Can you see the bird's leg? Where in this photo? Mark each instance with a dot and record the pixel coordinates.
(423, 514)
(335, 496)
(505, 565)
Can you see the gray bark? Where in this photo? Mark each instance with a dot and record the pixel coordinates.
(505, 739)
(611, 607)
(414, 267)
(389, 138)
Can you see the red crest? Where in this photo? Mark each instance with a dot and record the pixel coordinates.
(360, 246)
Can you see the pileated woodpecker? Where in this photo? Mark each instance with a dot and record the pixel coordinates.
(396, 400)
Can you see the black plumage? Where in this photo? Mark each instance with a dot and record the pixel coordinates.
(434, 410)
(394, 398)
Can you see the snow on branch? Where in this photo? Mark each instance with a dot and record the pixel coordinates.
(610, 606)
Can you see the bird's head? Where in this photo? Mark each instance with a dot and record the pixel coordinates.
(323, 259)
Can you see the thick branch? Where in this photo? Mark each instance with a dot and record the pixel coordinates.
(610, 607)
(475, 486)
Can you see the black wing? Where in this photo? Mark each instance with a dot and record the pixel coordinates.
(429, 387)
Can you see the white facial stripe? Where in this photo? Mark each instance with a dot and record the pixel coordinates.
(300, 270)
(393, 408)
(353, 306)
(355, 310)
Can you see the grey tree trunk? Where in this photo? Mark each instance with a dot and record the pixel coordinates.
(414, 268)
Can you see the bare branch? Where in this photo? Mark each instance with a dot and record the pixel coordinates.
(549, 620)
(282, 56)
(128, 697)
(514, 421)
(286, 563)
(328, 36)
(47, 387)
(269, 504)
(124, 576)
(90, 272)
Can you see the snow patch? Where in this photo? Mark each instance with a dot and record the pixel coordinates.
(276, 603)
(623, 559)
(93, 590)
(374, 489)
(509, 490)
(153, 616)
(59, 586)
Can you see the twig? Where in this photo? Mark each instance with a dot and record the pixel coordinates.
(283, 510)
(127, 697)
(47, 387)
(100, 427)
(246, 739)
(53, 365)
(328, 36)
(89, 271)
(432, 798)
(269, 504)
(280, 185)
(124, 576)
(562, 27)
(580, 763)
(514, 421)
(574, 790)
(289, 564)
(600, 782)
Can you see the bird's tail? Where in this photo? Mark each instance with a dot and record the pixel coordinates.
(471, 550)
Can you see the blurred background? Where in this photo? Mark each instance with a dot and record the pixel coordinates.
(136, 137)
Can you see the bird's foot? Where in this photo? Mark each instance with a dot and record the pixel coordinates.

━━━━━━━━━━

Action item: Copy out the line containing "Can you see the snow on", then every line after it through the end of the listing, exactly and with nothing else.

Answer section:
Can you see the snow on branch? Where in this photo? Mark each instance with a dot and record the pixel coordinates.
(610, 606)
Can you see the bird's head? Where in this photo? Mark each instance with a dot and record the pixel coordinates.
(323, 259)
Can you see the thick branch? Where in this photo? Mark each instance with a dot and record the pixel coordinates.
(610, 607)
(475, 486)
Can you see the black wing? Where in this photo? Mark each instance with a dot and record the pixel coordinates.
(429, 387)
Can you see the white facial stripe? Where in this photo? Mark each instance with a dot and record the pixel coordinates.
(300, 270)
(393, 408)
(353, 306)
(355, 310)
Can you see the grey tree trunk? Where in this photo? Mark each instance with a dot and record the pixel coordinates.
(414, 268)
Can you see the bare branch? Where in this photo? Mark each instance with a dot and record the pixel coordinates.
(549, 620)
(282, 56)
(128, 697)
(514, 421)
(286, 563)
(328, 36)
(47, 387)
(269, 504)
(124, 576)
(90, 272)
Can you see the snow patch? Where in this photo? Mark each instance with a dot and record the pixel coordinates.
(276, 603)
(623, 559)
(93, 590)
(374, 489)
(509, 490)
(153, 616)
(59, 586)
Can you see the twig? Where in this photo? Mark each instance with a dot and record the pixel coordinates.
(283, 510)
(127, 697)
(47, 387)
(100, 427)
(246, 739)
(53, 365)
(328, 36)
(89, 271)
(432, 798)
(269, 504)
(280, 185)
(124, 576)
(562, 27)
(580, 763)
(514, 421)
(574, 790)
(289, 564)
(600, 782)
Can you see the bird's tail? Where in this photo? Mark each instance with a dot and record the pixel coordinates.
(471, 550)
Can you see the blurred background? Where in this photo? Mark each instance with a dot and record the pixel coordinates.
(136, 137)
Can you see the bird's foot? Where in this photo? Mark each instance with a dot and record the pixel coordinates.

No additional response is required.